-- BEGIN DATASET ENTRIES --
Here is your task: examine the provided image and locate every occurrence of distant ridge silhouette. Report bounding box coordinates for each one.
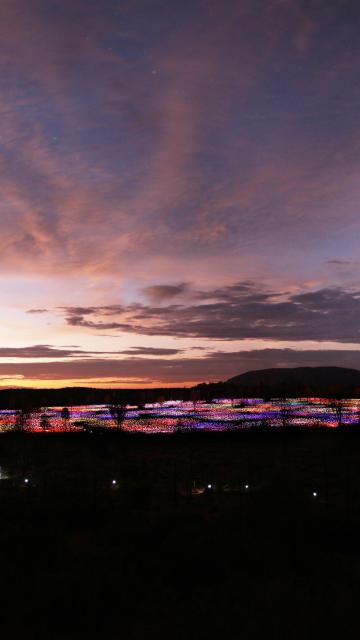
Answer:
[225,367,360,395]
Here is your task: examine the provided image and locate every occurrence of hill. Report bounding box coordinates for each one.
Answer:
[225,367,360,397]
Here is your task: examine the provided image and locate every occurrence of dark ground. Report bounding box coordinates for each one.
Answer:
[0,428,360,640]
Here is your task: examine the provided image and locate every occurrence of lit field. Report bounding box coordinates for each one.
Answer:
[0,398,360,434]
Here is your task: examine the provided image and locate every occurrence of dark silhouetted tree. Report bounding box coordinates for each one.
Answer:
[61,407,70,431]
[109,404,126,431]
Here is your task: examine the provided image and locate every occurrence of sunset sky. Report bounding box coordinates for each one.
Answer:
[0,0,360,387]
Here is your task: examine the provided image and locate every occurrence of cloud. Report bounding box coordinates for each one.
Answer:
[0,342,87,358]
[65,283,360,343]
[141,282,188,304]
[0,349,360,387]
[120,347,183,357]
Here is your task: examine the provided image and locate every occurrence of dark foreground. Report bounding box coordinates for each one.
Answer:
[0,428,360,640]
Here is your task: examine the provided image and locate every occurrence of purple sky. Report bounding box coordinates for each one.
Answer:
[0,0,360,386]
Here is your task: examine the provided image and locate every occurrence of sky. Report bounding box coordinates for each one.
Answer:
[0,0,360,388]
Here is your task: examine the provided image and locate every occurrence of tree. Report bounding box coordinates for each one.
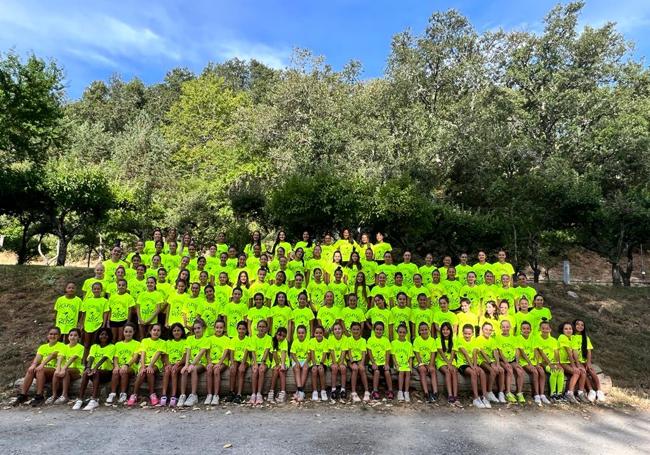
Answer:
[43,160,115,265]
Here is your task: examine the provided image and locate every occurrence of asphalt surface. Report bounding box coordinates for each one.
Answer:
[0,403,650,455]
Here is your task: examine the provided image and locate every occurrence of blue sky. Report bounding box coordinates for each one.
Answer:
[0,0,650,99]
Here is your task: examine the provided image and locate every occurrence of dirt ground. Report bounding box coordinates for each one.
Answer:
[0,404,650,454]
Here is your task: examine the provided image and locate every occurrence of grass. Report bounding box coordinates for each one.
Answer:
[0,265,650,406]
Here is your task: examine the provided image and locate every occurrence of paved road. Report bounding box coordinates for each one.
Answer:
[0,404,650,455]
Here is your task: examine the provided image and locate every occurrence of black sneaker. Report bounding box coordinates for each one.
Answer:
[32,395,45,407]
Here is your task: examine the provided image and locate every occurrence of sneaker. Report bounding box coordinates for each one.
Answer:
[185,393,199,407]
[126,393,138,406]
[31,395,45,406]
[84,399,99,411]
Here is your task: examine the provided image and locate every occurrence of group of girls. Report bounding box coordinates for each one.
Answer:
[17,230,604,409]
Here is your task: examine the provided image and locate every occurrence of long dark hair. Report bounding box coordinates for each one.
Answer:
[440,321,454,354]
[572,319,588,359]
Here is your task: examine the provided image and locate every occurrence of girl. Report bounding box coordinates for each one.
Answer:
[494,320,526,404]
[289,324,309,401]
[127,323,166,406]
[327,322,348,400]
[535,321,564,401]
[309,326,330,401]
[474,322,506,403]
[203,319,230,406]
[456,324,492,409]
[366,321,395,400]
[135,277,165,340]
[79,281,108,360]
[72,327,115,411]
[178,319,210,407]
[159,322,185,407]
[45,328,84,404]
[227,321,248,404]
[108,278,135,341]
[267,327,289,403]
[248,320,273,405]
[436,322,462,407]
[348,322,370,403]
[390,322,413,403]
[54,282,81,342]
[557,322,587,403]
[571,319,605,403]
[517,321,551,406]
[106,322,140,406]
[413,321,438,403]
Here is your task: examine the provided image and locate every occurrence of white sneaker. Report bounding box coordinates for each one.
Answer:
[84,399,99,411]
[587,389,596,403]
[185,393,199,407]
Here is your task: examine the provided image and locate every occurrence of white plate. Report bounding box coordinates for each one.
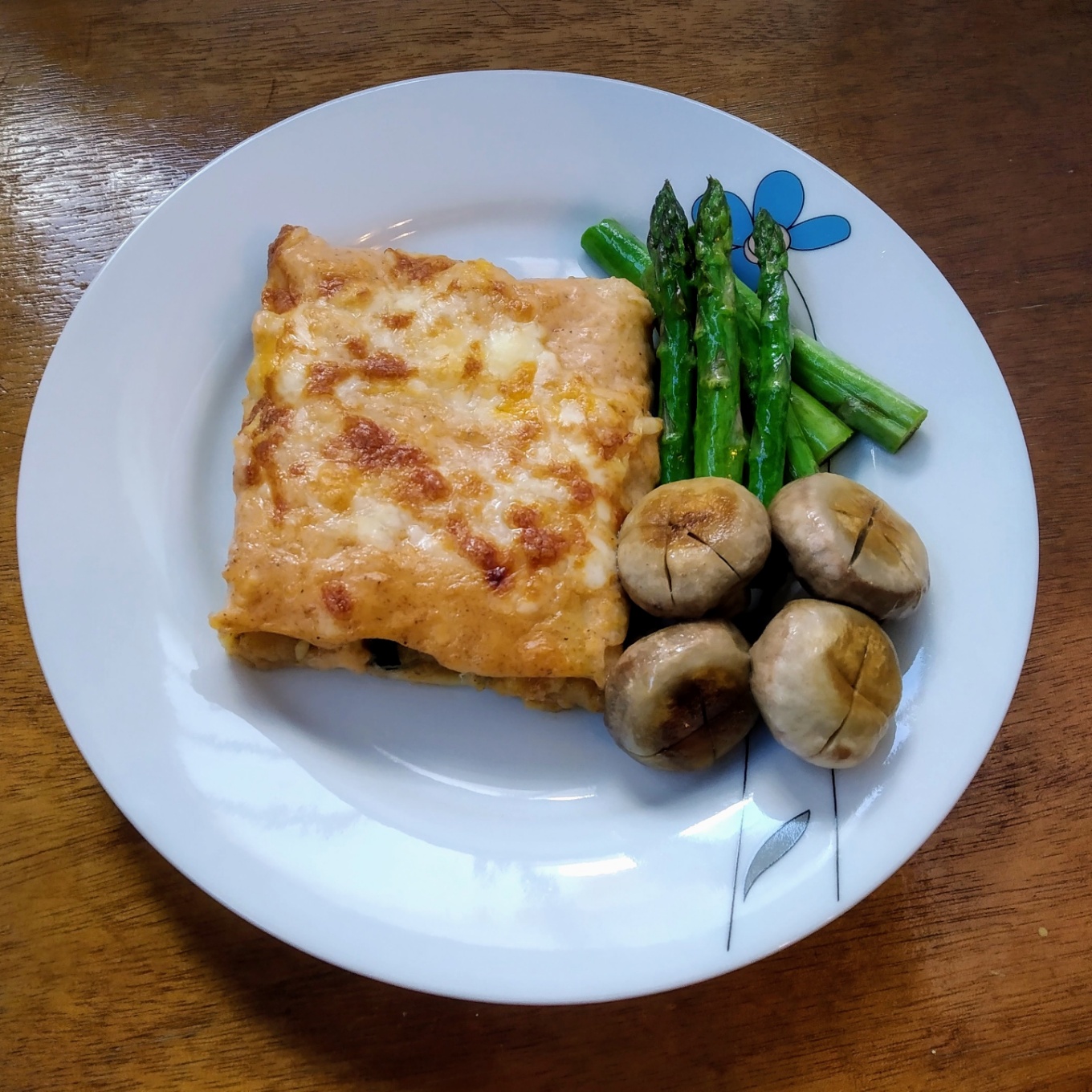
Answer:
[18,72,1037,1002]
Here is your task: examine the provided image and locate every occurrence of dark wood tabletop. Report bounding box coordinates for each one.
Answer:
[0,0,1092,1092]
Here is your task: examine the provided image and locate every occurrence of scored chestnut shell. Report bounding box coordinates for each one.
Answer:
[618,477,770,618]
[770,474,929,620]
[752,600,902,768]
[603,621,758,770]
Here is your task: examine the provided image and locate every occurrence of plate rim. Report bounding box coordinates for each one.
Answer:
[16,69,1040,1004]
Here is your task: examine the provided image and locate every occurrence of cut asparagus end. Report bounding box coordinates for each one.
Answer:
[793,330,928,452]
[788,383,853,463]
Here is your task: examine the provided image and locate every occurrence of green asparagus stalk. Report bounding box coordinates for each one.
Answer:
[785,397,819,480]
[793,331,927,451]
[788,383,853,463]
[649,181,695,482]
[580,218,759,320]
[580,218,652,289]
[748,209,793,504]
[694,178,747,482]
[580,219,926,454]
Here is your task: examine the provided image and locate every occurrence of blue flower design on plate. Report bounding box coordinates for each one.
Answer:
[694,170,850,288]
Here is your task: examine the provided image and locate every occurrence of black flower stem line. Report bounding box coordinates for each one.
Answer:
[724,733,750,951]
[830,770,842,902]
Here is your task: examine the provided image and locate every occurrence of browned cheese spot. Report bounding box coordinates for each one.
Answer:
[355,349,416,379]
[386,249,455,284]
[304,361,346,394]
[488,279,535,322]
[262,284,299,315]
[322,580,352,618]
[448,516,510,589]
[595,428,629,458]
[319,273,345,296]
[331,418,427,470]
[325,418,451,500]
[548,463,595,507]
[400,467,451,500]
[507,504,569,569]
[463,342,485,379]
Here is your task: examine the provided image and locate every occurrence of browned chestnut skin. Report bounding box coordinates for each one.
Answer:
[770,474,929,620]
[752,600,902,768]
[603,621,758,770]
[618,477,771,618]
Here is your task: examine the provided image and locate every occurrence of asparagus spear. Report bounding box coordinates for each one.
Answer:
[785,404,819,479]
[580,219,926,452]
[748,209,793,504]
[793,330,927,451]
[788,383,853,463]
[580,218,651,288]
[694,178,747,482]
[649,181,695,482]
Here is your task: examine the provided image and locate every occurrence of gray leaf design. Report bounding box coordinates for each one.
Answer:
[744,808,811,898]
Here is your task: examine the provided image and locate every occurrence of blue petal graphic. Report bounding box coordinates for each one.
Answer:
[731,247,758,291]
[788,216,850,250]
[744,808,811,898]
[724,191,755,247]
[755,170,804,227]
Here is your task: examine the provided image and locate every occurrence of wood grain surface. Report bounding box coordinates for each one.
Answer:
-- END DATASET ENTRIES --
__WRITTEN REQUEST__: Quote the records word for word, starting at the line that contains "hill. Report bounding box coordinates for each one." and ending at the line that contains "[0,0,360,387]", with both of those lines included.

__RESULT OF THIS TASK__:
Here is your task: examine the provided image and locate every occurrence of hill. Report bounding box coordinates for each one.
Answer:
[225,367,360,397]
Here is your task: examine the provided image and locate every occurrence of dark ground. Report bounding box coordinates for each one.
Answer:
[0,428,360,640]
Here is your task: examine the provided image and locate every occurrence of lit field. Report bounding box coordinates for each one.
Answer:
[0,398,360,434]
Here is your task: examine the provided image and locate every occurrence of dark silhouetted tree. Report bounding box coordinates for each one.
Answer:
[61,407,70,431]
[109,404,126,431]
Here is your task: examine the provided image and locate every occurrence of sunset sky. Report bounding box coordinates for each one.
Answer:
[0,0,360,387]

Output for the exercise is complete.